→ Problems and tasks:
(A) List every person the Reber Ramírez biography names, apart from Ramírez himself.
(B) From the Reber Ramírez biography, copy the stretch from "He is a former" through "of Popular Force.", renaming "Popular Force" to "Fuerza Popular".

→ Document segment:
# # # # # # #
Reber Joaquín Ramírez Gamarra, formerly known as Reber Ramírez (born 7 January 1970), is a Peruvian businessman and Fujimorist politician, formerly a Congressman representing the Cajamarca Region for the 2011–2016 term.

== Business career ==
He has been engaged in business activities as a shareholder and manager of various companies, primarily in the real estate sector, as well as in the automotive and information technology industries. In 2008, he graduated in business administration from Alas Peruanas University. He also completed postgraduate studies at Atlantic International University between 2009 and 2011.

He is a former president of Carlos A. Mannucci, president of the Universidad Técnica de Cajamarca, a cousin of Willy Ramírez Chavarry, a member of the National Jury of Elections, and the principal financier of Popular Force.

== Political career ==
In the 2011 elections, he ran for Congress, representing the Cajamarca Region under the Force 2011 party of Keiko Fujimori, the daughter of former President Alberto Fujimori and was elected for the 2011–2016 term. He would later become the right-hand man of Keiko Fujimori and Secretary General of the Popular Force political party. He resigned in 2016 amid charges that he was a member of the Untouchables, a Peru-based illegal drug trade gang, along with his uncle Fidel Ramirez (owner of Universidad Alas Peruanas). The organization is allegedly headed by Miguel Arevalo "Eteco" Ramirez.

He has become the main financier of the Popular Force ever since.

== Controversies ==
In 2014, he was denounced by the Asset Laundering Attorney, but being a Congressman of the Republic he had parliamentary immunity, so it was not possible to carry out preliminary investigations to clarify his fortune, which exceeded US$7 million, investigation which also involved his family.

In September 2014, the attorney Julia Príncipe would say: “An unusual increase in the patrimony of Congressman Joaquín Ramírez, from 2003 to date, which was developed mainly in the real estate field through his companies, when in the beginning he only he worked as a public transport collector.”

On 15 May 2016 Univision Noticias issued a report in which an investigation against him initiated for money laundering was attributed, carried out by the DEA -Drug Enforcement Administration- on US$15 million that were delivered to him by Keiko Fujimori.
# # # # # # #
→ Entries supplied:

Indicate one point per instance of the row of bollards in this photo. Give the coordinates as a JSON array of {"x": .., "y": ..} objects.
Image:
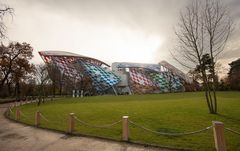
[{"x": 218, "y": 128}]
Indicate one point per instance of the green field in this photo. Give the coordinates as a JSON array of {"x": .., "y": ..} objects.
[{"x": 171, "y": 113}]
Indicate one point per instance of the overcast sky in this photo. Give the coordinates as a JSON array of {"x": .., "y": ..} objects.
[{"x": 109, "y": 30}]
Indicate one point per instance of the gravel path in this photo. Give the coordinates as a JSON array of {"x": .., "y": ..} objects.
[{"x": 19, "y": 137}]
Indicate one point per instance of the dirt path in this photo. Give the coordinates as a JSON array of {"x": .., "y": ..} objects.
[{"x": 18, "y": 137}]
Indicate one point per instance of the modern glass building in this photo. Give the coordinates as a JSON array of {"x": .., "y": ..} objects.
[{"x": 123, "y": 78}]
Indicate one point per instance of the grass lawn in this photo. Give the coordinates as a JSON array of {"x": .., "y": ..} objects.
[{"x": 172, "y": 112}]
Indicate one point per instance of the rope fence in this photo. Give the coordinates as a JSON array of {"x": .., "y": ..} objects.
[
  {"x": 94, "y": 126},
  {"x": 218, "y": 127},
  {"x": 233, "y": 131}
]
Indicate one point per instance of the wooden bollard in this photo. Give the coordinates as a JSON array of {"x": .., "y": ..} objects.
[
  {"x": 71, "y": 122},
  {"x": 218, "y": 132},
  {"x": 37, "y": 118},
  {"x": 15, "y": 104},
  {"x": 125, "y": 129},
  {"x": 8, "y": 111},
  {"x": 17, "y": 117}
]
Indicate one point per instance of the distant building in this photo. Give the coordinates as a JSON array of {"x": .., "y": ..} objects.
[{"x": 124, "y": 78}]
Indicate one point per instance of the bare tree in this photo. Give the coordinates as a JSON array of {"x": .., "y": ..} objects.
[
  {"x": 202, "y": 33},
  {"x": 42, "y": 78},
  {"x": 4, "y": 10}
]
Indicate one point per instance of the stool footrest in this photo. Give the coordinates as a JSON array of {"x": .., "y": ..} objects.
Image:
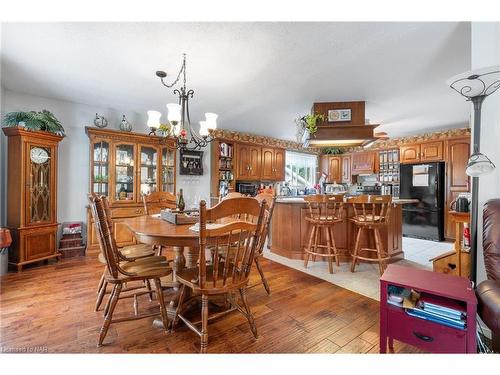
[
  {"x": 321, "y": 254},
  {"x": 371, "y": 259}
]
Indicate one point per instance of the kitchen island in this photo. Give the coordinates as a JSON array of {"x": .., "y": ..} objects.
[{"x": 290, "y": 231}]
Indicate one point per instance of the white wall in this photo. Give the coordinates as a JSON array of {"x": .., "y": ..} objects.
[
  {"x": 73, "y": 171},
  {"x": 486, "y": 52}
]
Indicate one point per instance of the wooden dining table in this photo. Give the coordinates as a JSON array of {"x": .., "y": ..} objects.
[{"x": 152, "y": 230}]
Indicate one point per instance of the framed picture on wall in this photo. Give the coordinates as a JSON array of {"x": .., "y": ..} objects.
[{"x": 338, "y": 115}]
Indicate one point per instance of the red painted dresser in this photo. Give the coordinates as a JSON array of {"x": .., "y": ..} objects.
[{"x": 396, "y": 324}]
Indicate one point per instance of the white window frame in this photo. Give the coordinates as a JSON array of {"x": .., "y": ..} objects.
[{"x": 298, "y": 160}]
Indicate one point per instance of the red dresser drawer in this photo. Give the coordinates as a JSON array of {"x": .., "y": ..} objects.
[{"x": 429, "y": 336}]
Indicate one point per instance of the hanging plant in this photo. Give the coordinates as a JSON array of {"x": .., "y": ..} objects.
[
  {"x": 332, "y": 151},
  {"x": 34, "y": 121},
  {"x": 309, "y": 122}
]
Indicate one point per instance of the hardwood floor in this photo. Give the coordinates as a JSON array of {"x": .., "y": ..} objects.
[{"x": 49, "y": 308}]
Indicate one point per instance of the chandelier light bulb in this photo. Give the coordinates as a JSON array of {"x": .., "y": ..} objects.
[
  {"x": 211, "y": 120},
  {"x": 174, "y": 113},
  {"x": 204, "y": 128},
  {"x": 154, "y": 119}
]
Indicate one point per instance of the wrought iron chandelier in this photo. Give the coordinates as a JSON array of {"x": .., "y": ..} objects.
[{"x": 179, "y": 123}]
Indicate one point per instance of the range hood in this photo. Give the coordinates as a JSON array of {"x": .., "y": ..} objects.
[{"x": 344, "y": 125}]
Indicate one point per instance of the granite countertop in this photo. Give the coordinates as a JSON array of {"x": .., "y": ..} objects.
[{"x": 300, "y": 200}]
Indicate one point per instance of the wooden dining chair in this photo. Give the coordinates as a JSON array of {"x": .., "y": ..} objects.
[
  {"x": 120, "y": 272},
  {"x": 157, "y": 201},
  {"x": 227, "y": 274},
  {"x": 127, "y": 253},
  {"x": 233, "y": 194},
  {"x": 269, "y": 201},
  {"x": 154, "y": 203}
]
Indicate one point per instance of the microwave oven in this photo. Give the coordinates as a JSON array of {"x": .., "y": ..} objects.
[{"x": 247, "y": 188}]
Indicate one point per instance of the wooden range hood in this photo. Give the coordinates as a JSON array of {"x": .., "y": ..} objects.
[{"x": 334, "y": 131}]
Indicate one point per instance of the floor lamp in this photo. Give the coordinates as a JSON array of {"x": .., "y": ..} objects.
[{"x": 476, "y": 86}]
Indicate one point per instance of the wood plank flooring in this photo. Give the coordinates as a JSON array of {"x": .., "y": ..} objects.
[{"x": 50, "y": 308}]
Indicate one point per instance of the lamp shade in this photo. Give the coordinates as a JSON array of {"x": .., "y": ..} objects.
[
  {"x": 174, "y": 113},
  {"x": 484, "y": 81},
  {"x": 211, "y": 120},
  {"x": 478, "y": 165},
  {"x": 204, "y": 129},
  {"x": 154, "y": 119}
]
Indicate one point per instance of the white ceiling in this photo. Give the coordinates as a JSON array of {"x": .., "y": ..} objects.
[{"x": 257, "y": 76}]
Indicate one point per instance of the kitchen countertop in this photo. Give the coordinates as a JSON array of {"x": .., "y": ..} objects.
[{"x": 300, "y": 200}]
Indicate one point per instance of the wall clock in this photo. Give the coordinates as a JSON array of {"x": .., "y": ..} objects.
[{"x": 39, "y": 155}]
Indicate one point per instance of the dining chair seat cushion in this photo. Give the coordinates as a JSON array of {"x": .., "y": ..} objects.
[
  {"x": 190, "y": 278},
  {"x": 137, "y": 250},
  {"x": 144, "y": 269},
  {"x": 315, "y": 219},
  {"x": 366, "y": 218}
]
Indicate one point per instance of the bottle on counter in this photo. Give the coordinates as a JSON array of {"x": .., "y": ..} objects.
[{"x": 180, "y": 202}]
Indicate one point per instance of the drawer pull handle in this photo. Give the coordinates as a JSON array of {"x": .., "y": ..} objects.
[{"x": 423, "y": 337}]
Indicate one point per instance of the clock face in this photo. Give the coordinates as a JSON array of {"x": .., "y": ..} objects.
[{"x": 39, "y": 155}]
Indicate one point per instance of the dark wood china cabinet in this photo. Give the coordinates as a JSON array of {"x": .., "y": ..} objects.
[{"x": 125, "y": 166}]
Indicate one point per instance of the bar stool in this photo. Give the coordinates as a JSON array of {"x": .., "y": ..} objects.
[
  {"x": 324, "y": 212},
  {"x": 371, "y": 212}
]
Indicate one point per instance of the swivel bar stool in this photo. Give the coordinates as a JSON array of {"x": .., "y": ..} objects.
[
  {"x": 324, "y": 212},
  {"x": 371, "y": 212}
]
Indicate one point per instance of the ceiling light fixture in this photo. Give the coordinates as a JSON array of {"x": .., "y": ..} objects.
[
  {"x": 476, "y": 86},
  {"x": 179, "y": 123}
]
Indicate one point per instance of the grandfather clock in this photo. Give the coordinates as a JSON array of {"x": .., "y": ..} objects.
[{"x": 32, "y": 195}]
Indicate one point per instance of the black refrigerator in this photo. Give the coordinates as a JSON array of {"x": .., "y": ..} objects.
[{"x": 424, "y": 182}]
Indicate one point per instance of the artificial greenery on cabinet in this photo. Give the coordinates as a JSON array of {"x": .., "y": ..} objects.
[{"x": 34, "y": 121}]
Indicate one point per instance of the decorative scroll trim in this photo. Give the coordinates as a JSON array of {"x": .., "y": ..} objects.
[
  {"x": 231, "y": 135},
  {"x": 426, "y": 137}
]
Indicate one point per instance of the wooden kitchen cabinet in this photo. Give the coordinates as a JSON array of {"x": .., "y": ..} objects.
[
  {"x": 279, "y": 164},
  {"x": 409, "y": 154},
  {"x": 273, "y": 164},
  {"x": 421, "y": 152},
  {"x": 335, "y": 169},
  {"x": 363, "y": 163},
  {"x": 456, "y": 156},
  {"x": 332, "y": 167},
  {"x": 267, "y": 163},
  {"x": 249, "y": 162},
  {"x": 431, "y": 151},
  {"x": 346, "y": 169}
]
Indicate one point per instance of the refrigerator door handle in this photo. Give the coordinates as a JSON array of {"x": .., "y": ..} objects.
[{"x": 436, "y": 183}]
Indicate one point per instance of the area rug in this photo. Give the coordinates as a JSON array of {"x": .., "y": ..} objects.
[{"x": 365, "y": 280}]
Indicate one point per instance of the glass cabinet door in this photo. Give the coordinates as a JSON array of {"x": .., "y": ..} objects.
[
  {"x": 148, "y": 169},
  {"x": 100, "y": 168},
  {"x": 40, "y": 193},
  {"x": 168, "y": 170},
  {"x": 124, "y": 173}
]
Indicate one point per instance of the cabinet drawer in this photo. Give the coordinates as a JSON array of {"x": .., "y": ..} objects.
[
  {"x": 429, "y": 336},
  {"x": 127, "y": 212}
]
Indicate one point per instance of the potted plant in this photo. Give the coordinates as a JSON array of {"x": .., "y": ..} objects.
[
  {"x": 307, "y": 125},
  {"x": 34, "y": 121},
  {"x": 332, "y": 151}
]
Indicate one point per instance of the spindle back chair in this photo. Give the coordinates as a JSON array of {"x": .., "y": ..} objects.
[
  {"x": 157, "y": 201},
  {"x": 120, "y": 272},
  {"x": 236, "y": 239}
]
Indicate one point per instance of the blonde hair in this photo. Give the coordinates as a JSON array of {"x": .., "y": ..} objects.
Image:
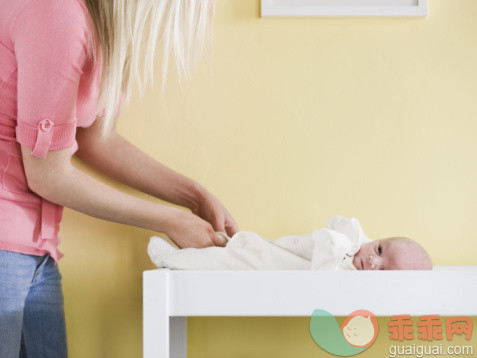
[{"x": 119, "y": 29}]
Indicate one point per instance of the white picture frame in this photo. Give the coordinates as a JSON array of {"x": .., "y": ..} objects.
[{"x": 297, "y": 8}]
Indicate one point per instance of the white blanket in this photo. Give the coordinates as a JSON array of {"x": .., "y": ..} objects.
# # # # # # #
→ Expected outputs:
(A)
Willy Ramírez Chavarry
Keiko Fujimori
Alberto Fujimori
Fidel Ramirez
Miguel Arevalo "Eteco" Ramirez
Julia Príncipe

(B)
He is a former president of Carlos A. Mannucci, president of the Universidad Técnica de Cajamarca, a cousin of Willy Ramírez Chavarry, a member of the National Jury of Elections, and the principal financier of Fuerza Popular.